● WHAT THE TASK ASKS:
Print every one of the rows below verbatim, omitting the pictures.
>> BEGIN EXCERPTED RECORDS
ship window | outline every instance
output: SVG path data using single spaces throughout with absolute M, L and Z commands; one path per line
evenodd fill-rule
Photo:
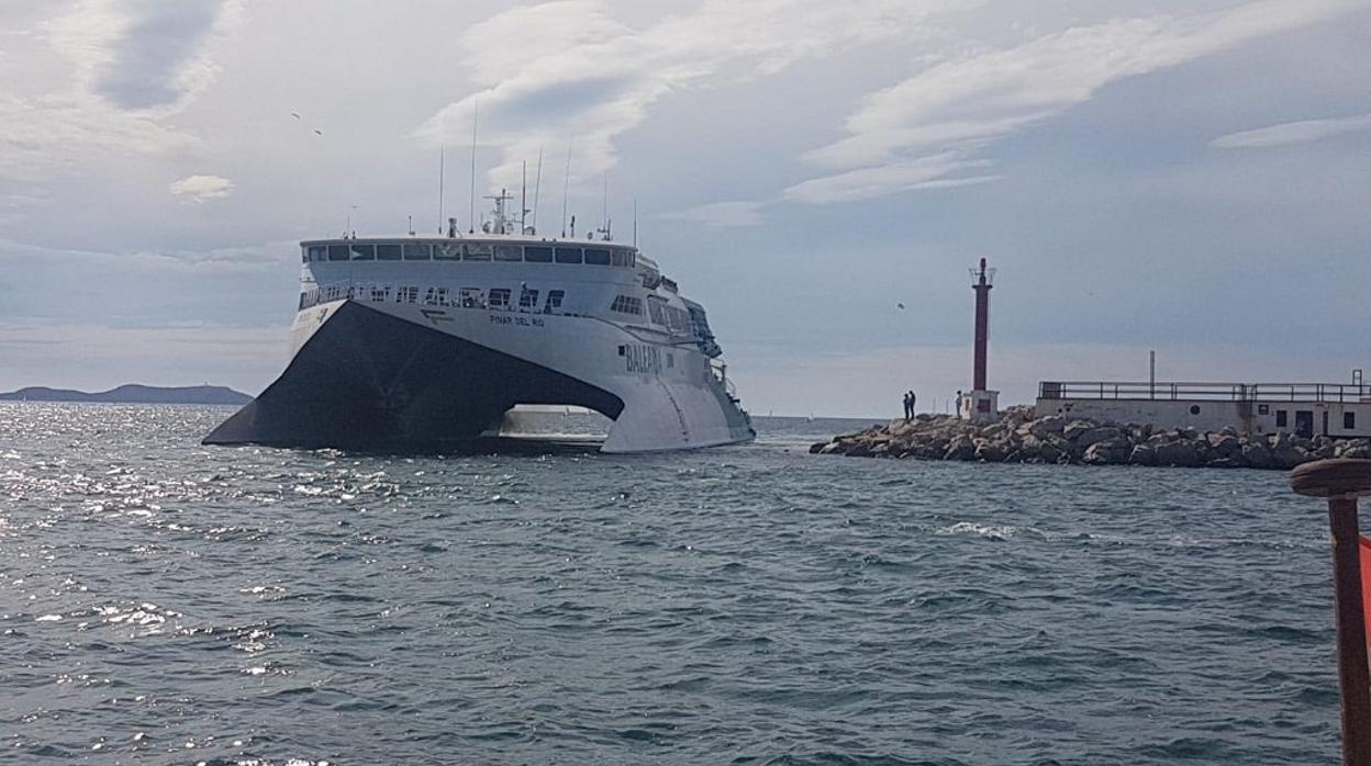
M 666 307 L 666 321 L 673 330 L 684 332 L 690 329 L 690 315 L 675 306 Z
M 609 306 L 610 311 L 618 311 L 620 314 L 636 314 L 643 315 L 643 299 L 631 297 L 627 295 L 614 296 L 614 303 Z
M 457 293 L 457 301 L 462 308 L 485 308 L 485 299 L 481 297 L 481 288 L 462 288 Z
M 648 299 L 647 300 L 647 312 L 651 315 L 654 325 L 666 326 L 666 312 L 662 311 L 662 301 L 661 300 L 651 300 L 651 299 Z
>> END EXCERPTED RECORDS
● CORRECT ANSWER:
ship window | outline every instance
output: SVG path data using single spaces throughout with absolute M, L and Z commands; one path per line
evenodd fill-rule
Photo:
M 666 307 L 666 321 L 673 330 L 684 332 L 690 329 L 690 315 L 675 306 Z
M 609 306 L 610 311 L 618 311 L 620 314 L 636 314 L 643 315 L 643 299 L 631 297 L 627 295 L 614 296 L 614 303 Z
M 457 293 L 457 301 L 462 308 L 485 308 L 485 299 L 481 297 L 481 288 L 462 288 Z
M 648 299 L 647 300 L 647 312 L 651 315 L 654 325 L 666 326 L 666 312 L 662 311 L 662 301 L 661 300 L 651 300 L 651 299 Z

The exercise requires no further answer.